Entre os problemas apontados, estão estrutura de capital
inadequada, resultado de uma
relação entre dívida e capital
próprio desproporcional. Também há o descasamento de ativos e passivos, que são os recebimentos e as obrigações das
empresas. Há ainda erros em
planejamento estratégico,
principalmente ligados a processos de expansão acelerada.
"Tudo isso funciona com o
crédito abundante e o consumo
em alta", afirma Blanco. "Mas
quando se pára de pedalar
abruptamente, como aconteceu agora, a bicicleta cai."
As compras de fim de ano e as
promoções para desovar estoques deverão garantir capital
de giro para o início do ano. A
partir daí, os especialistas acreditam que a administração do
negócio será literalmente diária, sem qualquer condição de
planejamento no longo prazo.
"As empresas estão agindo
como se houvesse a volta do
processo inflacionário", afirma
Adalberto Viviani, sócio da
consultoria Concept. "Cortaram estoques, aumentaram as
entradas para 50% e estão
apostando na volta do consórcio", completa.
A intenção evidente é girar o
caixa, ao mesmo tempo em que
tentam reduzir a inadimplência. "Temos incentivado os varejistas a vender todo o seu estoque, a fazer caixa e evitar a todo custo ir a bancos", diz Fábio
Campos, gerente de serviços financeiros do Sebrae-SP (Serviço Brasileiro de Apoio às Micro
e Pequenas Empresas).
Segundo Campos, depois de
ver como as vendas se comportarão no Natal, a instrução é
que os pequenos comerciantes
passem a negociar os prazos de
financiamento com a própria
indústria. "A reposição de estoques será menor, e os negócios
serão administrados no dia-a-dia", diz Campos.

→ **Complete o seguinte**
1) De acordo com o trecho selecionado, para quanto as empresas aumentaram as entradas?
2) Traduza para o inglês esta frase do trecho selecionado: "As compras de fim de ano e as promoções para desovar estoques deverão garantir capital de giro para o início do ano."
3) Devolva, sem nenhuma alteração, a parte do trecho selecionado que vai de "A intenção evidente" a "e Pequenas Empresas).".
Os itens a seguir vêm de outra fonte.

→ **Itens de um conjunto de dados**
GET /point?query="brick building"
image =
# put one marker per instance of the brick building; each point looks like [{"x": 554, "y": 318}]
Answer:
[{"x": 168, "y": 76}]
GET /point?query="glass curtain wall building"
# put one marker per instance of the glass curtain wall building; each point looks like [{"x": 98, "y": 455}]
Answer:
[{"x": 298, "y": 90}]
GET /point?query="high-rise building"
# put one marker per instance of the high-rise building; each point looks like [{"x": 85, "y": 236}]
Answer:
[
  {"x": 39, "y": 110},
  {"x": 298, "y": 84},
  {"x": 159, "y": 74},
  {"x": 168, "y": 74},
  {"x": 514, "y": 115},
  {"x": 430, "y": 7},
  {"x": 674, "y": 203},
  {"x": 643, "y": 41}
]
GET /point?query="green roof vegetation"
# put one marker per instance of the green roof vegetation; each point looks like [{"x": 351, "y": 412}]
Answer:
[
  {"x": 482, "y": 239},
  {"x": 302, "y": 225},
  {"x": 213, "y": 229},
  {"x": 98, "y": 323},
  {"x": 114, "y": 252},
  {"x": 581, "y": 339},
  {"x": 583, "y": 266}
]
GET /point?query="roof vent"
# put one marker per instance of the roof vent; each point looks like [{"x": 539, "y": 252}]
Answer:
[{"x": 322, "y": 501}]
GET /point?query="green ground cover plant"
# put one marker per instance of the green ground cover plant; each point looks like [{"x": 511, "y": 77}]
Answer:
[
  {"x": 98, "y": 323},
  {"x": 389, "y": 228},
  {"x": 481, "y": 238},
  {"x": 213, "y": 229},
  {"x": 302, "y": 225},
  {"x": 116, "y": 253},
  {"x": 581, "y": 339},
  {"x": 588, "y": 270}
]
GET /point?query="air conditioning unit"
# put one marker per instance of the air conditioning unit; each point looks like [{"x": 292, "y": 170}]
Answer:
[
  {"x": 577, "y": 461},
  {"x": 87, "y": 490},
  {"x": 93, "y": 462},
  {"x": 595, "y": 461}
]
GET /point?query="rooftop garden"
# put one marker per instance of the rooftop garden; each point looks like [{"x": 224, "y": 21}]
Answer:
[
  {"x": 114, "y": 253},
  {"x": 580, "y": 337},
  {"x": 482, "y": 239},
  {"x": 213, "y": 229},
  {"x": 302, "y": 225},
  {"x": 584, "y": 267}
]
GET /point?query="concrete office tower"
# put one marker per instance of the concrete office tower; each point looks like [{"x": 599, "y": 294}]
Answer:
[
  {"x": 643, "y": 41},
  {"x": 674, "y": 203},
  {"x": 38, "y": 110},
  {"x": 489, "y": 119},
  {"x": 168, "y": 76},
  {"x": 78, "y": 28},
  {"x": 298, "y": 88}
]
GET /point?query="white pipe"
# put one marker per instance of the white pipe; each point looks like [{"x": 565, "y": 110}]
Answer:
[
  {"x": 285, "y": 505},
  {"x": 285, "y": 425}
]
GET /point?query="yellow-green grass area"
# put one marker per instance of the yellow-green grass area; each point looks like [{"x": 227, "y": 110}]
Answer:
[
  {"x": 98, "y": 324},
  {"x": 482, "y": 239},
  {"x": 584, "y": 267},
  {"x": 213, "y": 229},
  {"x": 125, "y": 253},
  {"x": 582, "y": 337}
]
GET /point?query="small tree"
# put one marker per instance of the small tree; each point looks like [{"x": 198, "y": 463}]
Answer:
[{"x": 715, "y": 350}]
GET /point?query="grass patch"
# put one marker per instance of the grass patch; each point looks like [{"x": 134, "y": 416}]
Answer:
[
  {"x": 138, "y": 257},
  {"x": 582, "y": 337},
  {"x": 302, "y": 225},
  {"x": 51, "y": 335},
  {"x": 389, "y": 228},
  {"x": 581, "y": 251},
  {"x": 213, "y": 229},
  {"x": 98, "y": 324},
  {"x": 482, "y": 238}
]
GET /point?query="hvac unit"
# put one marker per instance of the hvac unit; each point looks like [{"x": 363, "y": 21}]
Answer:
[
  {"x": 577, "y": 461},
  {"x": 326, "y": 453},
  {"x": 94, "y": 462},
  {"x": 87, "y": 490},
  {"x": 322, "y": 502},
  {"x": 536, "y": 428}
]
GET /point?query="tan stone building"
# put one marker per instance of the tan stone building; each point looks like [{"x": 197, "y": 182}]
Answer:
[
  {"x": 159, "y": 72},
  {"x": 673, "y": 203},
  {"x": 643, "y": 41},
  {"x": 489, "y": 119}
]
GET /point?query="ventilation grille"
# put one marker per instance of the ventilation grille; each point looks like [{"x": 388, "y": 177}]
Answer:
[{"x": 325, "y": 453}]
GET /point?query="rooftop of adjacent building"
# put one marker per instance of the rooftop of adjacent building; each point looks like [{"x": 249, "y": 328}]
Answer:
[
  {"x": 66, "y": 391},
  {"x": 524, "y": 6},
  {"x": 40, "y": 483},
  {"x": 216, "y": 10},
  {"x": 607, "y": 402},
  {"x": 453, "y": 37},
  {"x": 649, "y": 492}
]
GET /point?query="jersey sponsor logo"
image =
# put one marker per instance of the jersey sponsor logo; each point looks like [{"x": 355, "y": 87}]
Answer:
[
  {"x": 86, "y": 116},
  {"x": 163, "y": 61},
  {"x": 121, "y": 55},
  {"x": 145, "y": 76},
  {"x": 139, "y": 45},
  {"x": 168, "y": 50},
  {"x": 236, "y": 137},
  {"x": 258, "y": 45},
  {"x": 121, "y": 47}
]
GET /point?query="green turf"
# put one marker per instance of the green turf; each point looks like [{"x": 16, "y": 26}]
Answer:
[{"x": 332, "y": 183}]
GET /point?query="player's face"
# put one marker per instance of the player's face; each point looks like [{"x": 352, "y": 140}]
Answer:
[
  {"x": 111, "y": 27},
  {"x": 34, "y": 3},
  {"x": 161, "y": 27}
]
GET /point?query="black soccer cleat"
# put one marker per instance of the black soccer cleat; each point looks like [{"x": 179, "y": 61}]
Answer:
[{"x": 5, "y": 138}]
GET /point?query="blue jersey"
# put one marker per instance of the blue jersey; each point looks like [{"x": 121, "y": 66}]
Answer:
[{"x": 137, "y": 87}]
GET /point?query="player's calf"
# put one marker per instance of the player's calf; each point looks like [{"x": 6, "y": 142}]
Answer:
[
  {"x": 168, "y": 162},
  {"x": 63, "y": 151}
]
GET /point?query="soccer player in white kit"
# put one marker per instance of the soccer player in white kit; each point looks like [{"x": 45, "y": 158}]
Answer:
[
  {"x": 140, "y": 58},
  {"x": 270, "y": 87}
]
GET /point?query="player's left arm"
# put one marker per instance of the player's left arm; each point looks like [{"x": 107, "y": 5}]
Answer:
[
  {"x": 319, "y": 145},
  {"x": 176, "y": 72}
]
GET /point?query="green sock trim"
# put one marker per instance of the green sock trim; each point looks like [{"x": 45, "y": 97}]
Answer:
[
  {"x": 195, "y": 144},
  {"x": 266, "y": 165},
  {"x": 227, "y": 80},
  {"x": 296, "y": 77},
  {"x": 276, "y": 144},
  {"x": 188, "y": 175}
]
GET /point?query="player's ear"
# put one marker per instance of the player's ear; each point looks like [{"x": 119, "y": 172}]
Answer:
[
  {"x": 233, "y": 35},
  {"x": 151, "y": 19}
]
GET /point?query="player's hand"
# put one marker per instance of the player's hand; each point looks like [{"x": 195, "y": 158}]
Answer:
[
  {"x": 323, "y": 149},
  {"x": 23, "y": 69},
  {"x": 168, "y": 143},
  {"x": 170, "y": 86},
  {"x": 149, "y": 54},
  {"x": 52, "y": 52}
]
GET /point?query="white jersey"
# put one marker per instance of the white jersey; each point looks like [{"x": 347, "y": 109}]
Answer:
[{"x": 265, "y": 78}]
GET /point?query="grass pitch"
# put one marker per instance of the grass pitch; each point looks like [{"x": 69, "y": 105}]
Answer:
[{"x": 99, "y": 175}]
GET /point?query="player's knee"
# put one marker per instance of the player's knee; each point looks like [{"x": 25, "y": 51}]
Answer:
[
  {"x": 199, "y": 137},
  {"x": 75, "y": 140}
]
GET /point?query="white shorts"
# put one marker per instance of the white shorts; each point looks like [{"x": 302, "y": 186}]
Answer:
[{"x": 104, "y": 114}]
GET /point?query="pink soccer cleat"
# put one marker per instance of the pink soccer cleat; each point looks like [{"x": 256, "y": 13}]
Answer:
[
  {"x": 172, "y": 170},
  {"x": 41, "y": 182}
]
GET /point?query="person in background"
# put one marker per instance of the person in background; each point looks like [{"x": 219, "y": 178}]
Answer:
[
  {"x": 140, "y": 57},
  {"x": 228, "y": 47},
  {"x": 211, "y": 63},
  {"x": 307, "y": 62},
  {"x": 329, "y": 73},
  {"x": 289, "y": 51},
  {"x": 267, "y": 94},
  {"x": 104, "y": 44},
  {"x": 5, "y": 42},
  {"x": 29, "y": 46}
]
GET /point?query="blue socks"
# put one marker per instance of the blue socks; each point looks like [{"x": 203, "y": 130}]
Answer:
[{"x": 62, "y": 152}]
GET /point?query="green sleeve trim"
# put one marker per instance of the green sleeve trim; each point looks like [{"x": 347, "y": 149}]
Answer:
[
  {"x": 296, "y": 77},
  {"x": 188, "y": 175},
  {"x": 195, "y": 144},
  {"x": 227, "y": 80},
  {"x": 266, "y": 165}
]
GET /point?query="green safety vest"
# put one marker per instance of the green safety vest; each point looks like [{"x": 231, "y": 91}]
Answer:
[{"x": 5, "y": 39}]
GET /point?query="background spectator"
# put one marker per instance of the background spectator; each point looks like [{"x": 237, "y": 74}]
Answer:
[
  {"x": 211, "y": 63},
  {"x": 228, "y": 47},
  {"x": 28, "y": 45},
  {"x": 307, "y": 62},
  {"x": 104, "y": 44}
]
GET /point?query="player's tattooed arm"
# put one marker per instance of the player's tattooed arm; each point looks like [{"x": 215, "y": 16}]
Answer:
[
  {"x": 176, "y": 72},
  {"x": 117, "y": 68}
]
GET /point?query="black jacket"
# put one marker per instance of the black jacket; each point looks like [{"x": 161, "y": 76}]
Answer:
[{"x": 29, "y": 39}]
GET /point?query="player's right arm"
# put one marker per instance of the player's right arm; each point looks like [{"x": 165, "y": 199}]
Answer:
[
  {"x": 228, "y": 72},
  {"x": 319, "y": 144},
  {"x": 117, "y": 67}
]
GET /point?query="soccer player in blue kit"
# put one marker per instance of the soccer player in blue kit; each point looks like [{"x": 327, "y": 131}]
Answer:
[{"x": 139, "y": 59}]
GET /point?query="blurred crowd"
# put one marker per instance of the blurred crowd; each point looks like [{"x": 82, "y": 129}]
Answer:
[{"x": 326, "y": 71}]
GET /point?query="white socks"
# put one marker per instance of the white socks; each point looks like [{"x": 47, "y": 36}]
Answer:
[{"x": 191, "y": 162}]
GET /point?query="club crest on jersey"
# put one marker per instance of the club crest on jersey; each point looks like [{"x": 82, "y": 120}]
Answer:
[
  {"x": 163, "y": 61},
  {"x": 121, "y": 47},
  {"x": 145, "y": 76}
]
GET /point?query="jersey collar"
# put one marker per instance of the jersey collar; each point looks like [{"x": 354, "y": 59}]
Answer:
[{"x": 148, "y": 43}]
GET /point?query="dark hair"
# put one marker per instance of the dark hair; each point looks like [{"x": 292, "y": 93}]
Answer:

→ **Respostas por tarefa**
1) Para 50%.

2) Year-end shopping and promotions to clear out inventory should secure working capital for the start of the year.

3)
A intenção evidente é girar o
caixa, ao mesmo tempo em que
tentam reduzir a inadimplência. "Temos incentivado os varejistas a vender todo o seu estoque, a fazer caixa e evitar a todo custo ir a bancos", diz Fábio
Campos, gerente de serviços financeiros do Sebrae-SP (Serviço Brasileiro de Apoio às Micro
e Pequenas Empresas).